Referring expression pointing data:
=-=-=

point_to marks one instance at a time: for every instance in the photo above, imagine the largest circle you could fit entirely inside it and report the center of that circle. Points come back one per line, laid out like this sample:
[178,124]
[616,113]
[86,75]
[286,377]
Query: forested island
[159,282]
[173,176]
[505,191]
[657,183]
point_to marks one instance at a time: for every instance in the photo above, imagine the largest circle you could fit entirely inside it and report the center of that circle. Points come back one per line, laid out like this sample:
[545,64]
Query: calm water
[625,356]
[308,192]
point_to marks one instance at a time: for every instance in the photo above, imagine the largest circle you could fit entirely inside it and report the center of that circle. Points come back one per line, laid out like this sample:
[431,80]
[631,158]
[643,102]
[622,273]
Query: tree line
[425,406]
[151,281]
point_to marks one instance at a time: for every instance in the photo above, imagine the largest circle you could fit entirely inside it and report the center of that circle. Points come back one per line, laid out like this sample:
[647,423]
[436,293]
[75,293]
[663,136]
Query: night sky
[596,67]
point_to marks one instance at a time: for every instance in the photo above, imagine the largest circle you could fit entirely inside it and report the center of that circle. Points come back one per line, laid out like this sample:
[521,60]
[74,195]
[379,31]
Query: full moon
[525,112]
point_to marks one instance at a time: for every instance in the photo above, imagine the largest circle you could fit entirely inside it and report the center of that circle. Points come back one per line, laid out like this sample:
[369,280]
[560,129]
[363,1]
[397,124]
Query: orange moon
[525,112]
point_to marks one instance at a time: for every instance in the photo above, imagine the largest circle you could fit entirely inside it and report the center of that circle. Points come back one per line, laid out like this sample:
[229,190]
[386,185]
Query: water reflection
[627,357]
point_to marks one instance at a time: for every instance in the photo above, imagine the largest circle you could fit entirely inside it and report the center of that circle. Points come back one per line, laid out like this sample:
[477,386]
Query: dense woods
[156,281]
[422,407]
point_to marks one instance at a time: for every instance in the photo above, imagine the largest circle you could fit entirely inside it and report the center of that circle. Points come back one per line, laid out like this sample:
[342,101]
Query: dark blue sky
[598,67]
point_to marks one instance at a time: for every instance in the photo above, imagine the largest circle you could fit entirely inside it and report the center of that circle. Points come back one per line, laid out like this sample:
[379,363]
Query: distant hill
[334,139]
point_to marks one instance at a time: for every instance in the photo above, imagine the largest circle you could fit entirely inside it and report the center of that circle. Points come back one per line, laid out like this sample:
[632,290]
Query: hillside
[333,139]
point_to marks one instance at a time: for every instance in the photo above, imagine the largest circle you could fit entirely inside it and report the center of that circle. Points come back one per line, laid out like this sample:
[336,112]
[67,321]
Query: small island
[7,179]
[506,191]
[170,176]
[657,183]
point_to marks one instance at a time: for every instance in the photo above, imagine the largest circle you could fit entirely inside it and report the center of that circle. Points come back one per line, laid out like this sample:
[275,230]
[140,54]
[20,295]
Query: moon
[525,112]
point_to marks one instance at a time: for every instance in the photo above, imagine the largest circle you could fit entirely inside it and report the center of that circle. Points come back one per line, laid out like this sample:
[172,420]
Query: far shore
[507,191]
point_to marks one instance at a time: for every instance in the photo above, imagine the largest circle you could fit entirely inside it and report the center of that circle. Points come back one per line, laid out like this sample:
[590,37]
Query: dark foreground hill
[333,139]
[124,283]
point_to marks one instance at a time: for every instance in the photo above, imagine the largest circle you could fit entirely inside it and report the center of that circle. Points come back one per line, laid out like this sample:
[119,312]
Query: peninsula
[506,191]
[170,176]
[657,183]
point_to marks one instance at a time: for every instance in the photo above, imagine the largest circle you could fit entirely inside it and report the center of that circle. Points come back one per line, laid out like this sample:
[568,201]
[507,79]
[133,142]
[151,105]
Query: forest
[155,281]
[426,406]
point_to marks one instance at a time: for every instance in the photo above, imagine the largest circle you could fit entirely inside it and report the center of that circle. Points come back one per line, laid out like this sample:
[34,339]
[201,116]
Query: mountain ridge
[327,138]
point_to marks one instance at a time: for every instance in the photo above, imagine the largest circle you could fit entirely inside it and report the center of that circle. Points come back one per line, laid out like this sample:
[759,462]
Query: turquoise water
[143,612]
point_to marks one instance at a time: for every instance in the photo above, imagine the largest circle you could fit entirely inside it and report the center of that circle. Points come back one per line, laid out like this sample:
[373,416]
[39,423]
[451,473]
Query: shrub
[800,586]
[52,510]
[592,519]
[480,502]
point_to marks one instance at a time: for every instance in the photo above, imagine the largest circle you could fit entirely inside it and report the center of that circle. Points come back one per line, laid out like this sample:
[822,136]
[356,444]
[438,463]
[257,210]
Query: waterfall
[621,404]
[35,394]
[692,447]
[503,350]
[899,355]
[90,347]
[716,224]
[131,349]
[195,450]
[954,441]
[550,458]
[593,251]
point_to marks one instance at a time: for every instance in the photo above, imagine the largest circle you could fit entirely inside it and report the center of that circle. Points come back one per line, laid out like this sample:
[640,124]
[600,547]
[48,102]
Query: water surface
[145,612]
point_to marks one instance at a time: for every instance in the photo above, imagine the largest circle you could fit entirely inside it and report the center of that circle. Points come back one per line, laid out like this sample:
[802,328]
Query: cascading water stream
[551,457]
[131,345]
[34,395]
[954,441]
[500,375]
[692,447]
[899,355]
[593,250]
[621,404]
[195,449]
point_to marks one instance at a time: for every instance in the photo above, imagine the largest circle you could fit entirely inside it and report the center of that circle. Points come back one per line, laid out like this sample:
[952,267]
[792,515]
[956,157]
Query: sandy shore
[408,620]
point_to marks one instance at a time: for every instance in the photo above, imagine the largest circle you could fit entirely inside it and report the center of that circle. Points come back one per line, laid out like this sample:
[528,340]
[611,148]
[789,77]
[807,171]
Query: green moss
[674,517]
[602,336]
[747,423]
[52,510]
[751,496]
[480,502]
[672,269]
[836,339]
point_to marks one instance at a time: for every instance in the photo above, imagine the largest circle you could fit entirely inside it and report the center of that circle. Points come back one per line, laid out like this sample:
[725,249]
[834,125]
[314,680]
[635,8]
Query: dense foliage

=-=-=

Exercise objective. Every entry must be set down again exactly as it reads.

The answer.
point_to marks one instance at a time: for every instance in the photo above, imagine the largest circle you could fit entirely inside it and report the center of that circle. Points come back one per line, laid out like this sample:
[178,124]
[616,113]
[86,75]
[286,377]
Query: forested island
[159,282]
[173,176]
[505,191]
[657,183]
point_to marks one instance at a time: for every instance in the photo above, imagine the largest circle you could fit entirely inside it and report the center of that circle. Points come back one per line, laid out like this sample:
[545,64]
Query: calm water
[625,356]
[308,192]
point_to marks one instance at a time: for every instance in the photo above, imagine the largest circle you could fit entirely inside it and report the center of that circle. Points come back one per line, laid out like this sample:
[431,80]
[631,158]
[643,102]
[622,273]
Query: tree line
[425,406]
[151,281]
point_to marks one instance at a time: for every instance in the photo above, imagine the largest circle you could fit entirely inside it and report the center of that circle. Points come back one per line, laid out like this sample:
[647,423]
[436,293]
[75,293]
[663,136]
Query: night sky
[596,67]
point_to marks one instance at a time: for every instance in the photo above, imagine the largest circle you could fit entirely inside it and report the center of that circle. Points come back one per line, laid out like this sample:
[521,60]
[74,195]
[379,31]
Query: full moon
[525,112]
point_to marks one instance at a time: for every instance in the photo above, imagine the largest circle you could fit entirely inside it and report the center of that circle. Points come back one per line, laid out like this sample:
[369,280]
[560,129]
[363,1]
[397,124]
Query: orange moon
[525,112]
point_to marks one instance at a time: for every instance in the photo above, imagine the largest circle you could fit entirely inside it and report the center of that circle. Points come back one per line, laid out like this sample:
[229,190]
[386,185]
Query: water reflection
[627,357]
point_to marks one instance at a time: for every instance in the photo above, imagine the largest circle you could fit entirely inside it and report the center of that circle. Points come back one per line, laid out like this sample:
[477,386]
Query: dense woods
[156,281]
[422,407]
point_to marks one instance at a time: for every instance in the photo above, imagine the largest circle you could fit entirely inside it and report the center of that circle. Points come back one per line, laid out like this sample:
[342,101]
Query: dark blue sky
[598,67]
point_to marks one instance at a time: for every instance in the photo above, imagine the largest circle you could fit entirely inside it and report the center of that circle. Points come back one per line, laid out like this sample:
[379,363]
Query: distant hill
[334,139]
point_to marks one instance at a time: for every instance in the photo above, imagine the largest circle you could fit entirely inside it and report the center of that circle. Points come back one per line, laid out like this sample:
[632,290]
Query: hillside
[333,139]
point_to marks one instance at a time: for every instance in the photo above, imagine the largest circle you could fit entirely inside it and report the center of that circle. Points come back one per line, laid out like this sample:
[336,112]
[67,321]
Query: small island
[7,179]
[506,191]
[170,176]
[657,183]
point_to marks one instance at a time: for every instance in the photo above, imagine the largest circle you could fit entirely inside it and report the center of that circle. Points come back one per line, laid out like this sample:
[275,230]
[140,54]
[20,295]
Query: moon
[525,112]
point_to marks one instance at a time: for every instance in the photo above, imagine the largest circle you could fit entirely inside it and report the center of that circle. Points come back one per line, laid out like this sample:
[172,420]
Query: far shore
[507,191]
point_to marks one instance at a time: for every instance in the photo above, imagine the largest circle you could fit entirely inside it and report the center of that circle. Points come back one per line, laid out like this sample:
[590,37]
Query: dark foreground hill
[333,139]
[124,283]
point_to marks one instance at a time: for every instance in the photo above, imagine the largest circle you could fit entirely inside it and report the center of that circle. Points come back one per line, laid out like this sample:
[119,312]
Query: peninsula
[506,191]
[170,176]
[657,183]
point_to marks one instance at a time: for every instance in the photo above, imagine the largest circle you could fit entirely inside it and report the center of that circle. Points come back one per line, laid out like this sample:
[568,201]
[507,79]
[133,142]
[151,105]
Query: forest
[155,281]
[426,406]
point_to marks one instance at a time: for every instance in the photo above, imagine the largest circle you could fit entirely inside it and report the center of that circle. Points come back one per line, laid out like this sample:
[34,339]
[201,116]
Query: mountain ridge
[327,138]
point_to marks one instance at a time: for every instance in the photo above, imagine the largest circle you could fit entirely inside it and report the center of that circle. Points come back one per line, laid out like this sample:
[759,462]
Query: turquoise water
[143,612]
point_to marks one instance at a time: for every instance in the photo above, imagine the largest circle you could fit entirely inside it and report the center of that circle. Points come back one per line, laid out like this sample:
[373,416]
[39,423]
[451,473]
Query: shrub
[800,586]
[52,510]
[592,519]
[480,502]
point_to marks one instance at a time: for every instance in the photo above, imagine the largest circle you could fit entirely inside it and report the center of that circle. Points come back one per line, laid out like this sample:
[822,136]
[356,444]
[438,463]
[257,210]
Query: waterfall
[621,404]
[35,394]
[692,447]
[503,350]
[899,355]
[90,347]
[716,224]
[131,349]
[195,450]
[954,441]
[550,458]
[593,251]
point_to marks one instance at a time: for every instance in the photo above, imagine the largest circle you could fit entirely inside it and report the center of that circle. Points come back one per line, laid out like this sample:
[640,124]
[600,547]
[48,102]
Query: water surface
[145,612]
point_to marks one instance at a time: for every instance in the photo above, imagine the largest circle you could fit entirely inside it and report the center of that circle. Points come back one per line, laid out like this sample:
[802,328]
Query: cascading water stream
[551,457]
[131,345]
[34,395]
[954,441]
[500,375]
[692,447]
[899,355]
[593,250]
[621,404]
[195,449]
point_to marks one instance at a time: for every instance in the photo above, imagine the largest circle you could fit entirely inside it and report the center of that circle. Points come back one per line, laid out like this sample:
[952,267]
[792,515]
[956,157]
Query: sandy shore
[408,620]
point_to marks one instance at a time: for every instance in the photo above, imagine the largest circle you could fit entirely inside it and report the center of that circle. Points come back one per line, laid out like this sample:
[528,340]
[611,148]
[789,77]
[807,171]
Query: green moss
[674,517]
[602,336]
[747,423]
[52,510]
[751,496]
[480,502]
[672,269]
[836,339]
point_to marks one instance at a time: for every instance in the photo above, imagine the largest circle you could fit entirely inside it and report the center of that circle. Points come back one per line, laid out like this sample:
[725,249]
[834,125]
[314,680]
[635,8]
Query: dense foliage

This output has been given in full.